# Text passage:
# How do I hook up the fans in my HAF 932?



## Turtle_x (Dec 19, 2009)

Hello. I'm building my first computer. I'm very new to wiring. I have an Asus p6t deluxe V2 motherboard, HAF 932 case and a Thermaltake W0133RU 1200w power supply. I understand how to hook up the front panel to the motherboard, but there aren't any instructions on wiring the case fans in the manual. Any advice would be greatly appreciated.

Respectfully,
Turtle


----------



## BoT (Dec 16, 2008)

there are 3 pin headers on the motherboard. they should say fan mext to it
looks something like this
http://www.allpinouts.org/index.php/Motherboard_(CPU)_3_Pin_Fan_Connector


----------



## Turtle_x (Dec 19, 2009)

# Data listing:
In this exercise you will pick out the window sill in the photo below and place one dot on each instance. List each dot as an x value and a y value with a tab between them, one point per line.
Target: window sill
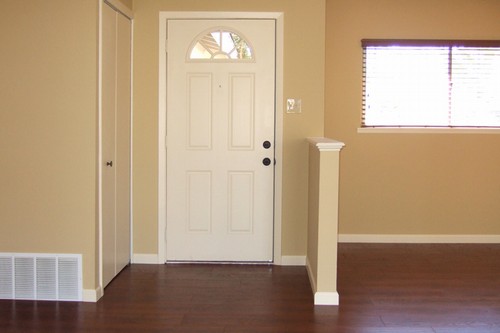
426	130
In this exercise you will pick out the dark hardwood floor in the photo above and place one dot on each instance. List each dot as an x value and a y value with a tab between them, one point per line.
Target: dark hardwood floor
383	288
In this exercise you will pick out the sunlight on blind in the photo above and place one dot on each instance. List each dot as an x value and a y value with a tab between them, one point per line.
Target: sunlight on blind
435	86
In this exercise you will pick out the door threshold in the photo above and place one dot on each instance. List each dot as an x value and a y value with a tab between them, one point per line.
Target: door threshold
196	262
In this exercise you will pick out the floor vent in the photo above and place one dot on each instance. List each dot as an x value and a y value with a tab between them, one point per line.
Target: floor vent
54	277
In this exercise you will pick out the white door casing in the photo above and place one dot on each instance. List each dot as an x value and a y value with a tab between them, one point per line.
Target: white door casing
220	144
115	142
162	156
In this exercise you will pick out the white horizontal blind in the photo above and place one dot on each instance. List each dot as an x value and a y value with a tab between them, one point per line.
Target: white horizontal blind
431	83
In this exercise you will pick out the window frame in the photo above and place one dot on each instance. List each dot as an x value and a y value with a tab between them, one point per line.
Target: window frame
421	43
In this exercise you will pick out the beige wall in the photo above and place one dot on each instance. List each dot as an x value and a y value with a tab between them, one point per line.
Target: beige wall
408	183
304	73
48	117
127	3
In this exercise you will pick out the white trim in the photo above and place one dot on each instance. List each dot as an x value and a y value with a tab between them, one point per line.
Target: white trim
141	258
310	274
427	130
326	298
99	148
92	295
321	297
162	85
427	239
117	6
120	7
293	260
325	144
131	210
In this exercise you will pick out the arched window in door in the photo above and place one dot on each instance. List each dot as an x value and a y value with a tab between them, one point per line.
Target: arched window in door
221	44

--

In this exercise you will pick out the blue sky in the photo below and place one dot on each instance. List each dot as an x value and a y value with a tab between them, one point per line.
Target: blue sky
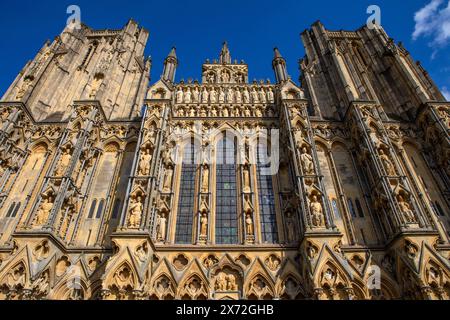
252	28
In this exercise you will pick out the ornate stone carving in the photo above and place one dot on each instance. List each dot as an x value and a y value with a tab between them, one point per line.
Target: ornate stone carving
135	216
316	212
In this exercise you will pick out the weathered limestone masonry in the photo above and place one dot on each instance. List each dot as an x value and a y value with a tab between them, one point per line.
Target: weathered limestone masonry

* * *

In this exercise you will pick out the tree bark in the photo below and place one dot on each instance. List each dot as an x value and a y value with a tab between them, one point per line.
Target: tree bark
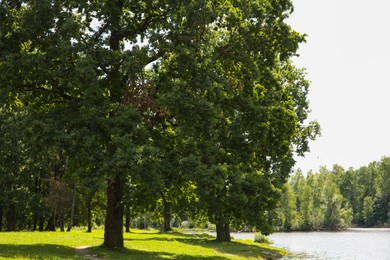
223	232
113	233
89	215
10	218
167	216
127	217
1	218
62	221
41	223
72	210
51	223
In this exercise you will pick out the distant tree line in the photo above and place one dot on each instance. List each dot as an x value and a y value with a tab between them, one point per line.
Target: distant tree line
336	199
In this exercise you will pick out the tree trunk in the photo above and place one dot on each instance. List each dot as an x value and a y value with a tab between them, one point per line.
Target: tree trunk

# Aim of the exercise:
In the forum thread above about the HAF 932 case, what wattage is the power supply listed by Turtle_x? Please answer in a few words.

# Correct response:
1200 watts